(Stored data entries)
____
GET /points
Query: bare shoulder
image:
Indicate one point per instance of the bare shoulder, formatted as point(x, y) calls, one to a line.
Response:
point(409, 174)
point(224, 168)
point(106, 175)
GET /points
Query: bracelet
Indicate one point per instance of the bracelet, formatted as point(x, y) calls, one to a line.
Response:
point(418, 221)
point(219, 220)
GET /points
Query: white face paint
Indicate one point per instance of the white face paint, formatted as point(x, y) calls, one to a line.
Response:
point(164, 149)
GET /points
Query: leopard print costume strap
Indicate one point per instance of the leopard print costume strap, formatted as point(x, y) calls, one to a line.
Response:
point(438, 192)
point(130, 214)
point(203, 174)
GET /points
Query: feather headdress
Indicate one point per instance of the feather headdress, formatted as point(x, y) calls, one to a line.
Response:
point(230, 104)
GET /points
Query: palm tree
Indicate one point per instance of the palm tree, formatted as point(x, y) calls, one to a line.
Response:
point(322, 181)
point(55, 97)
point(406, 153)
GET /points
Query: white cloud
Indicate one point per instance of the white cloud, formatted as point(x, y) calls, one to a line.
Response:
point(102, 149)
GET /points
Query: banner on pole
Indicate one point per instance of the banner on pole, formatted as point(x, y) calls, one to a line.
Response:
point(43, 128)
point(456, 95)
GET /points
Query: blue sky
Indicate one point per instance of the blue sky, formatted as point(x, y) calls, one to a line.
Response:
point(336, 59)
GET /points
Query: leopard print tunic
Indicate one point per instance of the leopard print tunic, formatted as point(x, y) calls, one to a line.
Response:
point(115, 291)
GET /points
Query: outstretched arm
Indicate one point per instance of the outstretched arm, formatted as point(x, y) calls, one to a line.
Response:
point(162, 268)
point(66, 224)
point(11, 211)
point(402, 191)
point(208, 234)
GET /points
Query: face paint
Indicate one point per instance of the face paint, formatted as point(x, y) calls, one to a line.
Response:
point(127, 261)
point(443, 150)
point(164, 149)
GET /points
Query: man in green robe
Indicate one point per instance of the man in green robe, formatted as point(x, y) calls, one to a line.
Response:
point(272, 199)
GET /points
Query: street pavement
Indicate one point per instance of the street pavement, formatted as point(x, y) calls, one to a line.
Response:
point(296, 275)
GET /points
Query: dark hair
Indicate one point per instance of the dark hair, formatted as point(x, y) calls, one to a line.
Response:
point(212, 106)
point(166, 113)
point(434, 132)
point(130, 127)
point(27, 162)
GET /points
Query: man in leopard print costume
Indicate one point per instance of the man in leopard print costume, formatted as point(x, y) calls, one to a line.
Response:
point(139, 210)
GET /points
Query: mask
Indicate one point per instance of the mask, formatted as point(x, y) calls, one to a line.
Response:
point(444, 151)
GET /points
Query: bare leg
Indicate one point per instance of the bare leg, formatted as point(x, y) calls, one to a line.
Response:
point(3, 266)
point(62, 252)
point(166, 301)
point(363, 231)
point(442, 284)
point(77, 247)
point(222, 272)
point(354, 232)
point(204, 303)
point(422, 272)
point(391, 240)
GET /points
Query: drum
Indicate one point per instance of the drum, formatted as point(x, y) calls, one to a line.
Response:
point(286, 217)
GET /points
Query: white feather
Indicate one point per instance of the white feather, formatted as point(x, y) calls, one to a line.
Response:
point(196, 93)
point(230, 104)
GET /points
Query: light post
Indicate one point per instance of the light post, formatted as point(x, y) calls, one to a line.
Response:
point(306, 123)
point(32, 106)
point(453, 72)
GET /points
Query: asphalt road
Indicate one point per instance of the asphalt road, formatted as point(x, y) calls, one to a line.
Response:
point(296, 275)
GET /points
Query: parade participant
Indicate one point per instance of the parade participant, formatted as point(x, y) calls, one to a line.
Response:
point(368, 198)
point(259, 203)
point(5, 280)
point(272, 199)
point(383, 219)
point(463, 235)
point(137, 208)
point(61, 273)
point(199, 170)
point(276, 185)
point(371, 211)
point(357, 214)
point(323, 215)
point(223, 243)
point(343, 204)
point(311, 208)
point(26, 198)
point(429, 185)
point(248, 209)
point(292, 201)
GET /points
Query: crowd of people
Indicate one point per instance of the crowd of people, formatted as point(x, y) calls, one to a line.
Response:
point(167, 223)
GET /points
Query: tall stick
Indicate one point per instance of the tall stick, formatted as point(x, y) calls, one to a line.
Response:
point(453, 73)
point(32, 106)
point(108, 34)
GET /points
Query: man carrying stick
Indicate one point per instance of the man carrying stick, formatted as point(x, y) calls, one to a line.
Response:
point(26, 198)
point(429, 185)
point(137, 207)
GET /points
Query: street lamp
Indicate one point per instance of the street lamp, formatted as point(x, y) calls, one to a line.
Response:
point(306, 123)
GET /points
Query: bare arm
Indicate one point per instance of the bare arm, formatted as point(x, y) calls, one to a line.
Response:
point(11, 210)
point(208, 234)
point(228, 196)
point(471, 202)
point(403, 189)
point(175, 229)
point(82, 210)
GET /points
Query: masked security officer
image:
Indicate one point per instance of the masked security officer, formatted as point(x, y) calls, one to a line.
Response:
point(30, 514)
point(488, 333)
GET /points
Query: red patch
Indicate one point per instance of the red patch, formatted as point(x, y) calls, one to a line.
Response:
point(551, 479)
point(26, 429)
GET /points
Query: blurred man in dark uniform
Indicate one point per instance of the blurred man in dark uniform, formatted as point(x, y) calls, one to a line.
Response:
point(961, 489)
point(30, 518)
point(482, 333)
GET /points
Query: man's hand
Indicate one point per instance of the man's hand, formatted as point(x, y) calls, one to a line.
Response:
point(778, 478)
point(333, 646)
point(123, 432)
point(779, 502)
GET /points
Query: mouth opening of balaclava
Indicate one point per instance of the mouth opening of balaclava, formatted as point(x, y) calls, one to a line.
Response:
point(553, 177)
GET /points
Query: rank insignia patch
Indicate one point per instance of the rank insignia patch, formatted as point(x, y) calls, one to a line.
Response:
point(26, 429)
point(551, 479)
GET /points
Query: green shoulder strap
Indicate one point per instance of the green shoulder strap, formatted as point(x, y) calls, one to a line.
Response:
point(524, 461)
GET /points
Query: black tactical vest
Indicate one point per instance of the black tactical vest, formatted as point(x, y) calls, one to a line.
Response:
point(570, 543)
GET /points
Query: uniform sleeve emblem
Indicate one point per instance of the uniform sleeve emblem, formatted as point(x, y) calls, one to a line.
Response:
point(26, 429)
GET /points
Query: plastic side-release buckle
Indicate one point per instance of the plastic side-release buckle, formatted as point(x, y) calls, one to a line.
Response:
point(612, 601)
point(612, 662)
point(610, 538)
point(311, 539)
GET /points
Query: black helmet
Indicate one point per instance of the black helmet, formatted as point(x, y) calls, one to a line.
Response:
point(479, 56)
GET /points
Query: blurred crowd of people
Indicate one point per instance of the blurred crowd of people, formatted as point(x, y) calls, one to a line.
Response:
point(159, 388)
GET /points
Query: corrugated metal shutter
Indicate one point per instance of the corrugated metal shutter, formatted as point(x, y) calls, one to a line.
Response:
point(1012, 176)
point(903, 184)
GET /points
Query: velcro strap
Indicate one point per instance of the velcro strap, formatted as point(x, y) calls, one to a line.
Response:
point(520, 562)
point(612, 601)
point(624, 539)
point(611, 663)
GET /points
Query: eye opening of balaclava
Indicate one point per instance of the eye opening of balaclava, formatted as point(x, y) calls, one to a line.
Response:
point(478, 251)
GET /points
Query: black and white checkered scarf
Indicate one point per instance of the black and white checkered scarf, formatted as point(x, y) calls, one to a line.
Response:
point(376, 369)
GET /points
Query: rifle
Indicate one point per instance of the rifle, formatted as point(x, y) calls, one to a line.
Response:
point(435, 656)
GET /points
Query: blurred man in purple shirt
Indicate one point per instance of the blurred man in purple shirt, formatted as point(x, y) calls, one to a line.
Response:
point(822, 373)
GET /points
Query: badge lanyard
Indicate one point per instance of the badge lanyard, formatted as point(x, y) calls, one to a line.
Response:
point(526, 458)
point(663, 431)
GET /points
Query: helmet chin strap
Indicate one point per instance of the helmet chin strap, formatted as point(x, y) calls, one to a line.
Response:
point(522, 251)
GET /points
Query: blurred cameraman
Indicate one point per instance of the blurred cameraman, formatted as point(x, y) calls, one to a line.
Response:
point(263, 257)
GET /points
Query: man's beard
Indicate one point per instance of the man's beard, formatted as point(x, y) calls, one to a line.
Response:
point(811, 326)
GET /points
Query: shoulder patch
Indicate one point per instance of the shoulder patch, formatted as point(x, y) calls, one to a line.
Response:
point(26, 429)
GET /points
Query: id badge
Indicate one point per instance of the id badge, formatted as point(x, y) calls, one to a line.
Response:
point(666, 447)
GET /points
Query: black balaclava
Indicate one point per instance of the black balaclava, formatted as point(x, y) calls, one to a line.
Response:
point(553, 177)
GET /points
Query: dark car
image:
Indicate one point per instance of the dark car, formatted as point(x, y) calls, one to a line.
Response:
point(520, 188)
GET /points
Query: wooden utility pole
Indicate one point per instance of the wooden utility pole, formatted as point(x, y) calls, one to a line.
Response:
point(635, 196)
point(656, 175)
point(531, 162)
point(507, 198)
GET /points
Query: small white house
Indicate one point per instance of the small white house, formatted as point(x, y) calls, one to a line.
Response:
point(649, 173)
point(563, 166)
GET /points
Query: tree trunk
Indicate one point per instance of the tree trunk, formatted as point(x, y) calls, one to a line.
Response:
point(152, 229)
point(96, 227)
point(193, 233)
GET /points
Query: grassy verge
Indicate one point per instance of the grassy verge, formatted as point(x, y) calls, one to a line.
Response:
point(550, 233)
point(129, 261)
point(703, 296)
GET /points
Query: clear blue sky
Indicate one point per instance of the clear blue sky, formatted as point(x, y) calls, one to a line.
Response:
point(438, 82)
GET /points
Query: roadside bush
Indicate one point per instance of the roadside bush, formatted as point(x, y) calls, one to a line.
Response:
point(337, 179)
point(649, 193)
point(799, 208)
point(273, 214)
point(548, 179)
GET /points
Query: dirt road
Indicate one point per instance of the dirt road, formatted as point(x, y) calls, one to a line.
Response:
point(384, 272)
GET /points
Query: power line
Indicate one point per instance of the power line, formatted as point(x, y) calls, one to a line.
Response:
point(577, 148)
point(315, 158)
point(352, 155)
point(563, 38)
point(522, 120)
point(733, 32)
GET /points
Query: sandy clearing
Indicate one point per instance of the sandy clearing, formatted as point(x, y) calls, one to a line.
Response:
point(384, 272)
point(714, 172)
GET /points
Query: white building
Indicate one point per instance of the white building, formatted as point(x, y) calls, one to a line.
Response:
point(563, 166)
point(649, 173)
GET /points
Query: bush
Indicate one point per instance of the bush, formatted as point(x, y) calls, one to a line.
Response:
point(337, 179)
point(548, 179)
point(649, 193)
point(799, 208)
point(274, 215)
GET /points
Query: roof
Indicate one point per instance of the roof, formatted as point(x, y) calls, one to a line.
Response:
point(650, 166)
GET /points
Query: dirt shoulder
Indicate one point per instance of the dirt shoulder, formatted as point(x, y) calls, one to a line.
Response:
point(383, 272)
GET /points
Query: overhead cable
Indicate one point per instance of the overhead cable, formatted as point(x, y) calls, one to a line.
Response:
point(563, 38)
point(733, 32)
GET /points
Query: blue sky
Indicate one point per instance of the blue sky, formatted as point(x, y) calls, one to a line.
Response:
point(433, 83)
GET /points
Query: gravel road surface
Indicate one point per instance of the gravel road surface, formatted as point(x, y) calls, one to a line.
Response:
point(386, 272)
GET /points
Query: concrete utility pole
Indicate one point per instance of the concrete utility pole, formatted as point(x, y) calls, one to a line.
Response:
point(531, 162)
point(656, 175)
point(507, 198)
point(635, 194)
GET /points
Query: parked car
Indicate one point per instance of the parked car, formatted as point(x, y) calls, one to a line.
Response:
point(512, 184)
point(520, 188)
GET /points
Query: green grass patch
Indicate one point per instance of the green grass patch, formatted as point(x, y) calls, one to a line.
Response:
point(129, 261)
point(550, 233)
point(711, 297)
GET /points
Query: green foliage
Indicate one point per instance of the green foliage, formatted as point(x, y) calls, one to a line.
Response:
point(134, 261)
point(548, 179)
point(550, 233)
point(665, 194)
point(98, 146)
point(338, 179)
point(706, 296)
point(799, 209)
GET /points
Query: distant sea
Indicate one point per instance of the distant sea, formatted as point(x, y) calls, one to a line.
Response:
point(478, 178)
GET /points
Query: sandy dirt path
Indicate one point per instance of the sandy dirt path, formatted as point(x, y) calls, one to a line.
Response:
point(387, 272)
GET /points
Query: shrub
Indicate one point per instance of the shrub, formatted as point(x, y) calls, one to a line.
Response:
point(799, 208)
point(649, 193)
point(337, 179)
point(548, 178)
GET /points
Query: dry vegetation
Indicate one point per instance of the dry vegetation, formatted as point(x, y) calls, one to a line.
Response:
____
**Your task**
Go line by line through the data above and report each one that holds the string "hair".

**Solution**
Query: dark hair
Indicate one point per instance of the dark hair, formatted as point(x, y) calls, one to a line.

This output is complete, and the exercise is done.